Rescale the records from the line with "Mark a point on each instance of the ceiling fan and" to the line with "x=17, y=120" by writing out every line again. Multiply each x and y point coordinate in the answers by 1.6 and round to whole numbers with halves going up, but leave the requests and their sample coordinates unchanged.

Some records
--------------------------------------------------

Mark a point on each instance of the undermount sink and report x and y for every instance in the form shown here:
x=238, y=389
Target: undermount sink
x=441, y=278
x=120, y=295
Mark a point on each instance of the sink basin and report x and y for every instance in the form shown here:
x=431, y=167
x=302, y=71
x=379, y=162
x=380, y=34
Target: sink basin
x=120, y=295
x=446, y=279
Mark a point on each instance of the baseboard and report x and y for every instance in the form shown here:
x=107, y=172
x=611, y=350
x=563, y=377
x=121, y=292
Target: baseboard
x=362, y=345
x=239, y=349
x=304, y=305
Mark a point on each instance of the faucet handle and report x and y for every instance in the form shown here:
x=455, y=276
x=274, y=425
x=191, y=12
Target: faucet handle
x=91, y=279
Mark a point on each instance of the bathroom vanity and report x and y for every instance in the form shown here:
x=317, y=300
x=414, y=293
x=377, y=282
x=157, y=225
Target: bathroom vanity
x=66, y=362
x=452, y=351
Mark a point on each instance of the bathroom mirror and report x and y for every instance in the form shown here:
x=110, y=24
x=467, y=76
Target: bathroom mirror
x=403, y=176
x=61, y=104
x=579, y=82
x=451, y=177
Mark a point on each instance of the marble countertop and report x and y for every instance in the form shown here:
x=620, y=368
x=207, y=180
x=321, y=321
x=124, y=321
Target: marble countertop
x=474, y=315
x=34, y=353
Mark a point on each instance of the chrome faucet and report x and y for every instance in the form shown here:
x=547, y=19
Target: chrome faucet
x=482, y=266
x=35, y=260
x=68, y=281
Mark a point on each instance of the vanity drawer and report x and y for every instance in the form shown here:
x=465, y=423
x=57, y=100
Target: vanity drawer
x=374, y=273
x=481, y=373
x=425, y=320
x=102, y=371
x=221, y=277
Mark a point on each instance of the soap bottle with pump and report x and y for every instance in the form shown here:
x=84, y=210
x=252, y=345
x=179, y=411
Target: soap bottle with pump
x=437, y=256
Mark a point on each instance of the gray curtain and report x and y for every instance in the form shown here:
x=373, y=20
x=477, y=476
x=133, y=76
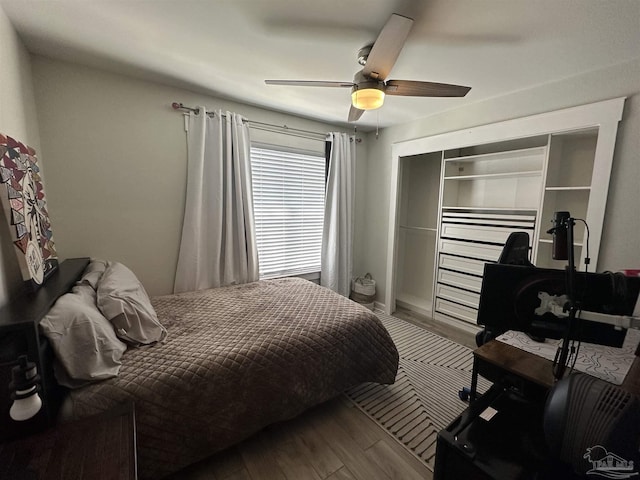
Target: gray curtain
x=218, y=244
x=337, y=236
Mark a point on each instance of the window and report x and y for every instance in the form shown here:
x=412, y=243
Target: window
x=288, y=199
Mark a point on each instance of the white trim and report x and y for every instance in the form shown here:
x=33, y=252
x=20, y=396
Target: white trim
x=605, y=114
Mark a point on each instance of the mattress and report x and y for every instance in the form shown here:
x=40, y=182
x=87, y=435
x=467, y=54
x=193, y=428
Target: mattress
x=235, y=360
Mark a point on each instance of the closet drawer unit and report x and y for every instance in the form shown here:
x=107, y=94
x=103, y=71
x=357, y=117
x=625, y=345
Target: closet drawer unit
x=457, y=311
x=481, y=233
x=464, y=297
x=467, y=249
x=460, y=280
x=464, y=265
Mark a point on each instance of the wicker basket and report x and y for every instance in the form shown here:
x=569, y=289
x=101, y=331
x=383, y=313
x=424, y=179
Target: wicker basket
x=363, y=291
x=364, y=285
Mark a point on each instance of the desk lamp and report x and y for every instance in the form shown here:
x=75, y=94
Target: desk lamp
x=24, y=390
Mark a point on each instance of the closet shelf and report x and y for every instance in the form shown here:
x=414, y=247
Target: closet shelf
x=563, y=189
x=528, y=173
x=509, y=154
x=516, y=210
x=421, y=229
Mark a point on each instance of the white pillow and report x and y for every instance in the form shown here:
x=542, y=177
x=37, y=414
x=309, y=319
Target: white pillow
x=84, y=342
x=124, y=302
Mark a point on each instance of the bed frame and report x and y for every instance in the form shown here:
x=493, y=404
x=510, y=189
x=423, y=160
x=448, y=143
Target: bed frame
x=20, y=335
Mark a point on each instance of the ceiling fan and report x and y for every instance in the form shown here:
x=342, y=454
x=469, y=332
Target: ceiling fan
x=369, y=87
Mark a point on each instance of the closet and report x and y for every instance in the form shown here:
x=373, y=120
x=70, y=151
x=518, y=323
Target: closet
x=456, y=197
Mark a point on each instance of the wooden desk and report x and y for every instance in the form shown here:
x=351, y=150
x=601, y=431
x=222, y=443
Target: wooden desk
x=533, y=375
x=102, y=447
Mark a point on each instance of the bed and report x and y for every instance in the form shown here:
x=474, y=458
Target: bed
x=234, y=360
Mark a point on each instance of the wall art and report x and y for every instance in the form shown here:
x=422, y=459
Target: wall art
x=23, y=199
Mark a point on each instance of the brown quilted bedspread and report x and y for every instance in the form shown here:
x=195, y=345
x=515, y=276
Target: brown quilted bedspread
x=235, y=360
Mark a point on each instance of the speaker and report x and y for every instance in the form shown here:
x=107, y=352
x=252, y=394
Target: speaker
x=593, y=426
x=560, y=230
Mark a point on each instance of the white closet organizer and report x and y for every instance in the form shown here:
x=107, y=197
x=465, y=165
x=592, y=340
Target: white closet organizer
x=491, y=181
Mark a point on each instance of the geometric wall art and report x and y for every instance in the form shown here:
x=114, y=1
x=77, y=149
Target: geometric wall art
x=24, y=202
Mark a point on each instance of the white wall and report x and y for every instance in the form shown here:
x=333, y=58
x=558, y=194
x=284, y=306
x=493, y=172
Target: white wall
x=621, y=236
x=116, y=161
x=17, y=120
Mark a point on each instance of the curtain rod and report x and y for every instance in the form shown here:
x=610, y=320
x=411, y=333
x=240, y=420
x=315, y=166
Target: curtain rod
x=261, y=125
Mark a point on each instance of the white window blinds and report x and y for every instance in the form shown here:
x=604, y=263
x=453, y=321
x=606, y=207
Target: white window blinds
x=288, y=200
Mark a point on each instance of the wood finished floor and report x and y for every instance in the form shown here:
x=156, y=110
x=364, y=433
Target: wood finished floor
x=334, y=441
x=439, y=328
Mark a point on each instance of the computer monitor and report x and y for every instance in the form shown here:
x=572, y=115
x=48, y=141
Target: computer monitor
x=510, y=296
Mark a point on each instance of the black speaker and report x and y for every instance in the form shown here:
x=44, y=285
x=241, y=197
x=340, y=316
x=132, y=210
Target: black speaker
x=560, y=230
x=593, y=426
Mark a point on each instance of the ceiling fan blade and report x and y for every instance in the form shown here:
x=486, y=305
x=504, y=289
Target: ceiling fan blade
x=309, y=83
x=355, y=113
x=410, y=88
x=387, y=46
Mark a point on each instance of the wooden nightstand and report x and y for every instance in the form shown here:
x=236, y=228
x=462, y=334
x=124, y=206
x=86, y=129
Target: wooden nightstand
x=102, y=447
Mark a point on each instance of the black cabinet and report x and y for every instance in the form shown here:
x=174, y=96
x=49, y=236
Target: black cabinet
x=499, y=437
x=19, y=335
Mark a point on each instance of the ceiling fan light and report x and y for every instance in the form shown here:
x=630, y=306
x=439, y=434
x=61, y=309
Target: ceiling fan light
x=367, y=98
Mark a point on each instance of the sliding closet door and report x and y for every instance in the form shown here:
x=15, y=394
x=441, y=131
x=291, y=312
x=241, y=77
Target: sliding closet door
x=417, y=231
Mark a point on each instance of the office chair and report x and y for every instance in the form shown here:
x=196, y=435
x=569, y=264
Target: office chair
x=514, y=252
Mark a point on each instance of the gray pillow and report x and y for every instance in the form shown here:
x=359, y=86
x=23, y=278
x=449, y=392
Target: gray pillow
x=123, y=300
x=93, y=273
x=84, y=342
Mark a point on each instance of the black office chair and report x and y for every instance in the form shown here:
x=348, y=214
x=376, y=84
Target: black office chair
x=514, y=252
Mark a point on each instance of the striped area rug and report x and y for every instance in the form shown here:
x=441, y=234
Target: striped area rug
x=424, y=399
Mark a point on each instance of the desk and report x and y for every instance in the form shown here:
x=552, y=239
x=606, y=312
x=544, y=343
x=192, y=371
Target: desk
x=532, y=375
x=102, y=447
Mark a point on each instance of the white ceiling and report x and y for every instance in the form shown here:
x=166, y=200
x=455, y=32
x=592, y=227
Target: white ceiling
x=227, y=48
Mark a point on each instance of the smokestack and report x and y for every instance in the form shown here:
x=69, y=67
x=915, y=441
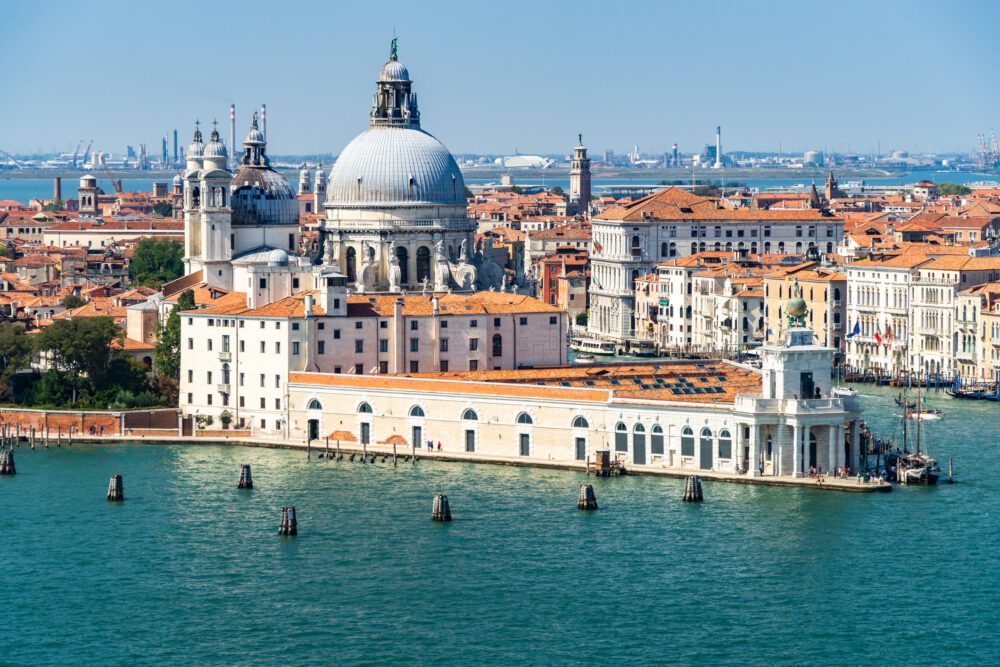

--------------------------------------------------

PROBLEM SOLUTION
Mark a point on each instance of the ceiling fan and report x and y for every instance in the form shown here:
x=342, y=454
x=469, y=332
Target: ceiling fan
x=590, y=139
Mark a point on each instance of the closet and report x and y for every instance in the form shown here:
x=373, y=120
x=70, y=151
x=518, y=323
Target: closet
x=730, y=315
Mark a point on each instance of the wooden desk and report x and y for every instance in the form shown here:
x=351, y=150
x=601, y=431
x=222, y=443
Target: wooden desk
x=853, y=600
x=163, y=715
Mark a point on each instance of the bed and report x and y for every instance in the form shown here:
x=474, y=458
Target: bed
x=374, y=576
Mark a point on each instance of the wall art and report x and y for every instance in the form shown here:
x=422, y=459
Target: wall art
x=37, y=318
Mark a point on each instance of the brown quilted bedspread and report x and y for every instance in the form shown here:
x=195, y=345
x=515, y=276
Target: brown quilted bedspread
x=376, y=576
Mark a point on each instance of the speaker and report x and y for every instance in the form shown here:
x=107, y=352
x=252, y=394
Target: speaker
x=949, y=682
x=896, y=368
Mark a point on each instance of the white closet organizer and report x and y for every instance in the form shown here:
x=107, y=197
x=465, y=165
x=592, y=340
Target: white closet organizer
x=786, y=290
Mark a point on each instance of the geometric wall art and report x and y for every instance in the form shown here:
x=114, y=1
x=77, y=149
Target: geometric wall art
x=38, y=323
Mark a point on each instance of the white wall and report x and y for every instance in the form shown here:
x=333, y=58
x=558, y=194
x=284, y=306
x=493, y=172
Target: white wall
x=994, y=378
x=186, y=258
x=27, y=192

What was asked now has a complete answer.